» DIRECTIVE
Please return every line below that contains the string "plank", copied in full. Case counts.

» STORED RECORDS
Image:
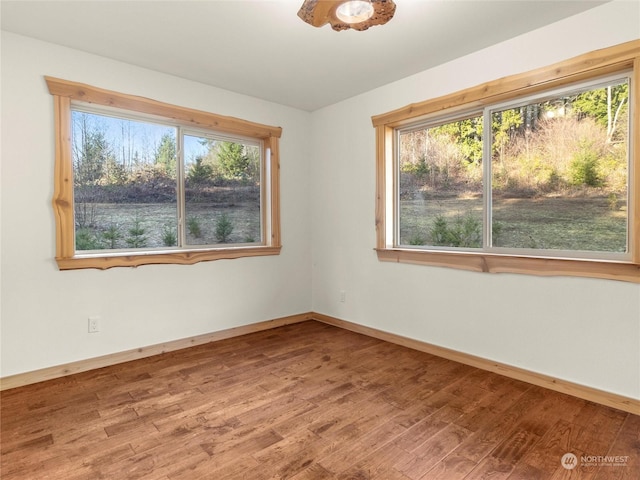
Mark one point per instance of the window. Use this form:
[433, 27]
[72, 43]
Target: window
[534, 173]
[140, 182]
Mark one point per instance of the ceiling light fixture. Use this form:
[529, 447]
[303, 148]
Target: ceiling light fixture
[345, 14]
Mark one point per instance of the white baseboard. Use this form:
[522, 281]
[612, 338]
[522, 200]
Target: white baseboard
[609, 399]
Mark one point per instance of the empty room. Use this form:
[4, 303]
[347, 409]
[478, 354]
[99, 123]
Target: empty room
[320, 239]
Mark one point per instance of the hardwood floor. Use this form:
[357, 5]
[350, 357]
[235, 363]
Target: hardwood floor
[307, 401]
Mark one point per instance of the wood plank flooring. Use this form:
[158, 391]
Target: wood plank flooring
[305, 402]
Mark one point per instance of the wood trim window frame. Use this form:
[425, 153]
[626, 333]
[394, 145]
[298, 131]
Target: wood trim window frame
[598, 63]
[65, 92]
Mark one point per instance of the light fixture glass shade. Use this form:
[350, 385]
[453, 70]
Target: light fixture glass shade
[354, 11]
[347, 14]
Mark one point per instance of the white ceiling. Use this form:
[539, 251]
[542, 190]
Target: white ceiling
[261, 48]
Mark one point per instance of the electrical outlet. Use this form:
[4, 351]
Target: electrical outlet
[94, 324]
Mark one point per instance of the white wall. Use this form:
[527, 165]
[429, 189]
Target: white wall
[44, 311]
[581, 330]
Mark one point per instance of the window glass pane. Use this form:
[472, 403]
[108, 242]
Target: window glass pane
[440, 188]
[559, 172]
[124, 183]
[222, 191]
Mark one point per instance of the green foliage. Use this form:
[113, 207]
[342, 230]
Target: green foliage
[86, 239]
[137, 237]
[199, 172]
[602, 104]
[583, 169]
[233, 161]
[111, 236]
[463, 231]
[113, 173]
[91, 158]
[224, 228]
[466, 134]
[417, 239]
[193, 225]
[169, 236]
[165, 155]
* * *
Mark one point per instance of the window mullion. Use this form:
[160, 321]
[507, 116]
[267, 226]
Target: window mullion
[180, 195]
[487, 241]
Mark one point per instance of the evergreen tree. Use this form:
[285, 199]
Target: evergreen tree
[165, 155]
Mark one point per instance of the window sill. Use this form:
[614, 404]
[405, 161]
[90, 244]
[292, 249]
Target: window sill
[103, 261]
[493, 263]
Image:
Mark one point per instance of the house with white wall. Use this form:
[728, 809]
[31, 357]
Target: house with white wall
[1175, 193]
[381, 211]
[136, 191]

» OUTPUT OF THE TASK
Mark one point per instance of the wood plank flooring. Use this form:
Target: wood plank flooring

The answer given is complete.